:: 指示 A ::
記録一覧の行のうち、"of the calm"を含む行から最後の行までを、列名「依頼」「回答」の2列のCSVに書き換えてください。依頼1件につき1行とし、それぞれの欄はダブルクォートで囲んで、改行は空白に置き換えます。

:: 抜粋本文 ::
#####
興福寺の仏像は元々境内にある「国宝館」に収蔵されていたのですが、国宝館の耐震改修工事により「仮講堂(通常非公開・1975年に旧薬師寺金堂を移建)」に展示されるのが今回の阿修羅展になります。
仏像は来年からも国宝館で拝観することは可能ではありますが、興福寺の案内文にある『西金堂内陣の宗教空間イメージを視覚化するもので「天平の文化空間の再構築」をする』という試みに大変魅力を感じてしまいます。

 

 

興福寺は南都六宗(三論宗・成実宗・倶舎宗・華厳宗・律宗)の一つになる法相宗の大本山で、後世の仏教のような民衆への布教ではなく学問研究を重視した国家宗教だったとされます。
寺院の創建は669年に藤原鎌足が造立した釈迦三尊像を安置するために夫人の鏡女王が京都山科に建てた「山科寺」が始りとされ、710年の平城京遷都により現在地に移って「興福寺」となったと伝えられています。



興福寺として創建後は天皇や皇后、藤原氏によって次々に堂塔が建てられ、平安時代になると春日社(春日大社)の実権をもち、江戸時代まで保護されてきたとされています。
しかし明治の神仏分離令・廃仏毀釈・社寺上地命により荒廃して、一時は廃寺同然となったともいわれます。
#####
:: 指示 B ::
興福寺の文章の"興福寺の仏像は元々境内にある"から"大変魅力を感じてしまいます。"までを、"国宝館"を"収蔵館"に変えて書き直してください。

:: 記録一覧 ::
#####
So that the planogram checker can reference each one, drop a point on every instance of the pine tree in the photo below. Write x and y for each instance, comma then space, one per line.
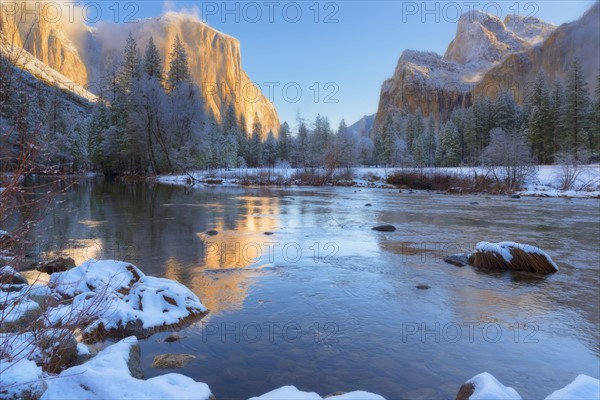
255, 148
270, 150
505, 111
539, 123
384, 143
575, 115
283, 149
178, 67
301, 148
556, 107
130, 68
430, 143
448, 154
483, 110
153, 66
242, 140
595, 120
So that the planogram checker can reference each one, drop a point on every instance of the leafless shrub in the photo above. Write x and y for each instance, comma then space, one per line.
508, 159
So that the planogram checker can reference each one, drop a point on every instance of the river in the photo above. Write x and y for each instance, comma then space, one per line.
327, 304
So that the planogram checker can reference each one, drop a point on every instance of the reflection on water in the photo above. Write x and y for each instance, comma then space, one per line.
327, 304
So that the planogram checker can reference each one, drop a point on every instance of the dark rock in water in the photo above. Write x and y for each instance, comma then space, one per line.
385, 228
174, 337
460, 260
334, 394
61, 264
465, 392
134, 362
6, 240
172, 361
11, 277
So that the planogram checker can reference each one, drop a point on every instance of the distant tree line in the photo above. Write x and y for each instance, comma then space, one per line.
555, 120
148, 122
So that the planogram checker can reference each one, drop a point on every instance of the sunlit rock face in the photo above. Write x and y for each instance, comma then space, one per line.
46, 37
489, 55
214, 59
84, 55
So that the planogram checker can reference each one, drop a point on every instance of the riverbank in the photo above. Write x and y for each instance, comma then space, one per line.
544, 181
55, 361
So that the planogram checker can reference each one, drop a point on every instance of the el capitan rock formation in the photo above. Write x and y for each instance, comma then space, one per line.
489, 55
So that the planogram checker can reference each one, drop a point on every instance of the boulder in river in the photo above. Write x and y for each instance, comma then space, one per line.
60, 264
385, 228
460, 260
9, 276
513, 257
172, 361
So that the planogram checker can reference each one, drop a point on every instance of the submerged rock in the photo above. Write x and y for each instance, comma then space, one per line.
174, 337
172, 361
485, 386
385, 228
9, 276
61, 264
460, 260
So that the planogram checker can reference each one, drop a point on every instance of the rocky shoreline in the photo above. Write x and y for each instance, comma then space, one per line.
51, 333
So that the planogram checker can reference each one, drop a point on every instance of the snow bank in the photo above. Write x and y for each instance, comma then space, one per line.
118, 297
107, 376
20, 379
582, 388
292, 393
487, 387
15, 305
545, 182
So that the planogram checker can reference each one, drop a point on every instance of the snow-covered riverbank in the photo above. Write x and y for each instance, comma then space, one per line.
545, 181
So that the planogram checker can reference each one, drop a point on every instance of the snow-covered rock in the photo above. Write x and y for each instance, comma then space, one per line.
486, 387
108, 376
582, 388
292, 393
512, 256
117, 298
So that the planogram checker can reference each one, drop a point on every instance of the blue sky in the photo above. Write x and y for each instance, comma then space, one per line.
337, 53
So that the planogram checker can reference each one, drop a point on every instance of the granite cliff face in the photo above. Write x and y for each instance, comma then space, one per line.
79, 53
45, 39
489, 55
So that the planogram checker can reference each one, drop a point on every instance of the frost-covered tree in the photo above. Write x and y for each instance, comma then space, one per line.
178, 67
385, 143
448, 151
255, 148
131, 67
270, 150
347, 147
284, 142
539, 133
153, 65
508, 158
575, 115
505, 111
301, 146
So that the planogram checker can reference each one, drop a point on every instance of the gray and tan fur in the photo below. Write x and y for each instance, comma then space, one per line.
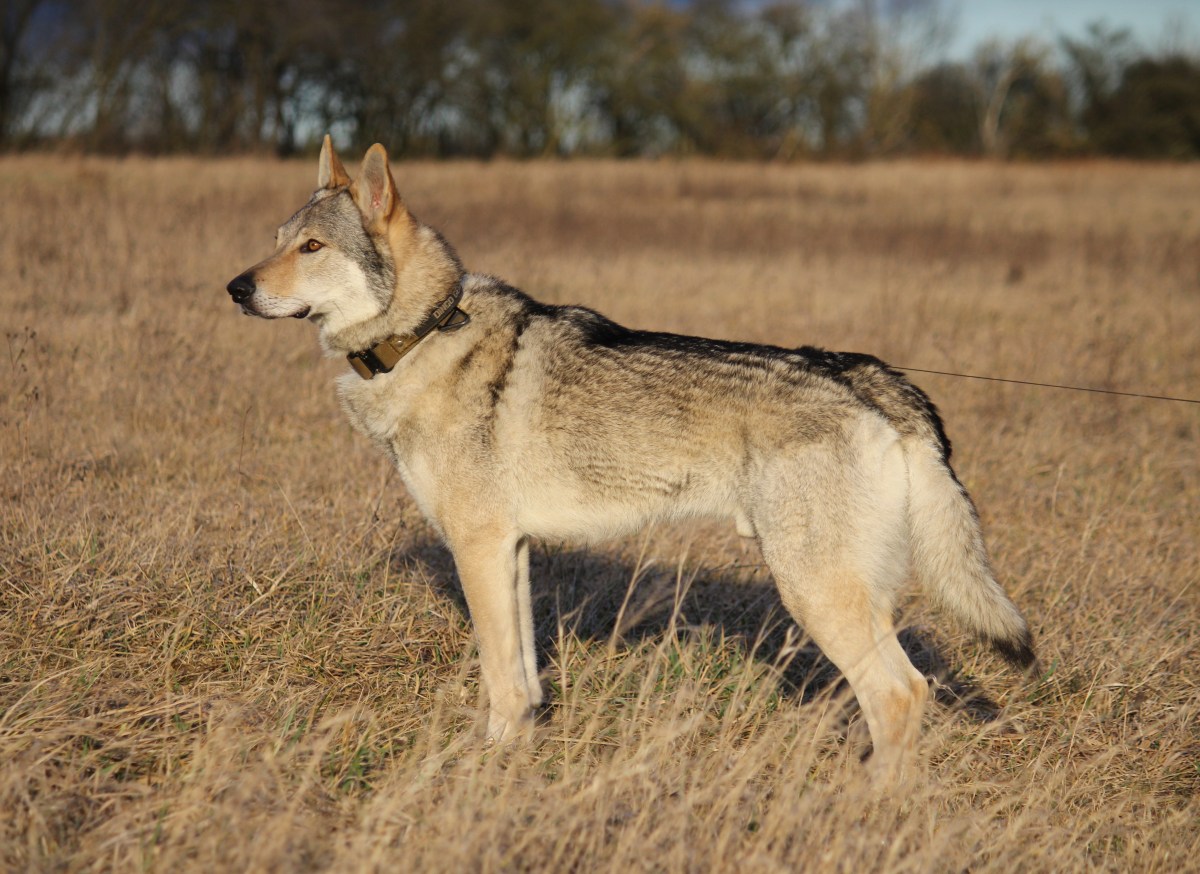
553, 421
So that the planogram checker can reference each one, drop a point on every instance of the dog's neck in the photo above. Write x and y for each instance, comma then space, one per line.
427, 271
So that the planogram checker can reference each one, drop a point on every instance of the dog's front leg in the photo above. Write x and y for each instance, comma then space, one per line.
495, 578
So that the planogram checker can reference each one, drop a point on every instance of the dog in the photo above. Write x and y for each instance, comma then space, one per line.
509, 419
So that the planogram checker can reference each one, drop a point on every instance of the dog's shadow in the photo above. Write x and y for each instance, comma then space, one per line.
594, 597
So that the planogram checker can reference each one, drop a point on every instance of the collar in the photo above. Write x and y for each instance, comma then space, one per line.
387, 353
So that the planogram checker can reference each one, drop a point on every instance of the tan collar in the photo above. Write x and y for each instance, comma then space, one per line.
383, 355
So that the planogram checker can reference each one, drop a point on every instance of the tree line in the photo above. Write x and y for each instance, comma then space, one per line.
577, 77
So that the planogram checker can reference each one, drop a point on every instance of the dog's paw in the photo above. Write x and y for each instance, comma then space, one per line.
503, 730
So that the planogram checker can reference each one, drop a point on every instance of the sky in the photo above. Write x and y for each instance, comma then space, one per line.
1152, 22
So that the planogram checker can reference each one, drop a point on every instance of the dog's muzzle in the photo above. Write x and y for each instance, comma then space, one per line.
241, 288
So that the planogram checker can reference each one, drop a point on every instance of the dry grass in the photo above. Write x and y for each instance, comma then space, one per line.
229, 642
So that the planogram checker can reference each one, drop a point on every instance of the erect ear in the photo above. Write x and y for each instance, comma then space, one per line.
375, 191
330, 173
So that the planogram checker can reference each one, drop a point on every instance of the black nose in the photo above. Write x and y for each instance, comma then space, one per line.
241, 288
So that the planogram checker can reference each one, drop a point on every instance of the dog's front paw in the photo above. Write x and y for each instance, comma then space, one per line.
502, 729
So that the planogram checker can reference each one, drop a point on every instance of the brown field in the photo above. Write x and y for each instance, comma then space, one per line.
228, 641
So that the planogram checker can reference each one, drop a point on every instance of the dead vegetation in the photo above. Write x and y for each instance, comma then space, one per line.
229, 642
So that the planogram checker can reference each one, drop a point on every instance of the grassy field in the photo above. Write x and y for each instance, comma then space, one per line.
228, 641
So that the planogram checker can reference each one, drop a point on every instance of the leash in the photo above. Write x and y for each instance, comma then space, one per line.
387, 353
1054, 385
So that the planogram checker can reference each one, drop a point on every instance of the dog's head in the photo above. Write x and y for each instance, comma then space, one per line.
335, 259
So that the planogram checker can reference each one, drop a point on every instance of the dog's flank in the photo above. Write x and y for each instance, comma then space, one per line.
553, 421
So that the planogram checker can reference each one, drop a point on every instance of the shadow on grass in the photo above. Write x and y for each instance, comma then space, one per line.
598, 598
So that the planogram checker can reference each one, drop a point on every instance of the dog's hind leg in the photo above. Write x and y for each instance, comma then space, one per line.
525, 608
835, 538
495, 579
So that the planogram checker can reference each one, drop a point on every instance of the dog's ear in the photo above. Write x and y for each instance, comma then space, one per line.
330, 173
375, 190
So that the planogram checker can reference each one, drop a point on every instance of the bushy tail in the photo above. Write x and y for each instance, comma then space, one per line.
949, 556
948, 552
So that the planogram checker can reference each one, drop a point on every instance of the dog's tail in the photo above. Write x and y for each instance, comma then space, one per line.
948, 554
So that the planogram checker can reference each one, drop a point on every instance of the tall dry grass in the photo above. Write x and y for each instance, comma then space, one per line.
229, 642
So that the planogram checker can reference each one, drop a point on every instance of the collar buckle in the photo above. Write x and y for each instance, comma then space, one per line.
387, 353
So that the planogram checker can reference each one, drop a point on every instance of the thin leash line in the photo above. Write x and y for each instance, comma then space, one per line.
1054, 385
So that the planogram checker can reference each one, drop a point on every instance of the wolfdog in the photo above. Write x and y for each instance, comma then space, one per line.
511, 419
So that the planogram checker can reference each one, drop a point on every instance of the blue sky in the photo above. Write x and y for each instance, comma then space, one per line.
1153, 22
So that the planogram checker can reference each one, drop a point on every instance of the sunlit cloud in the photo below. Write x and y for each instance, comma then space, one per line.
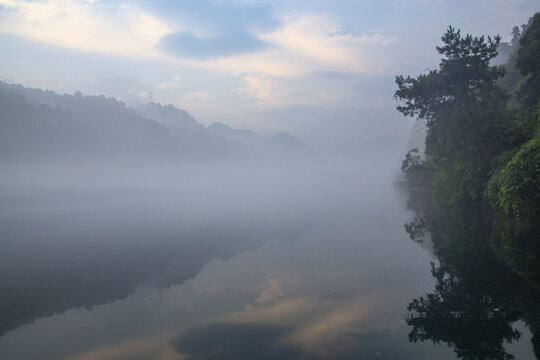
307, 43
89, 25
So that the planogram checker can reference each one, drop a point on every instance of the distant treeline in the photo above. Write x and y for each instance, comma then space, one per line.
481, 165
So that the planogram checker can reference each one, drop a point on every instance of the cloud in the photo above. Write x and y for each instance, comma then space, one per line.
309, 42
89, 25
185, 44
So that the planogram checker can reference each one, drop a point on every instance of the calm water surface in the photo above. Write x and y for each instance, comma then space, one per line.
218, 269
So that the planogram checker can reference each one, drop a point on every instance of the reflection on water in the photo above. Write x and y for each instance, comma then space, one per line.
477, 300
321, 271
#####
:: 最終結果 A ::
依頼,回答
"So that the planogram checker can reference each one, drop a point on every instance of the calm water surface in the photo above. Write x and y for each instance, comma then space, one per line.","218, 269"
"So that the planogram checker can reference each one, drop a point on every instance of the reflection on water in the photo above. Write x and y for each instance, comma then space, one per line.","477, 300 321, 271"

:: 最終結果 B ::
興福寺の仏像は元々境内にある「収蔵館」に収蔵されていたのですが、収蔵館の耐震改修工事により「仮講堂(通常非公開・1975年に旧薬師寺金堂を移建)」に展示されるのが今回の阿修羅展になります。
仏像は来年からも収蔵館で拝観することは可能ではありますが、興福寺の案内文にある『西金堂内陣の宗教空間イメージを視覚化するもので「天平の文化空間の再構築」をする』という試みに大変魅力を感じてしまいます。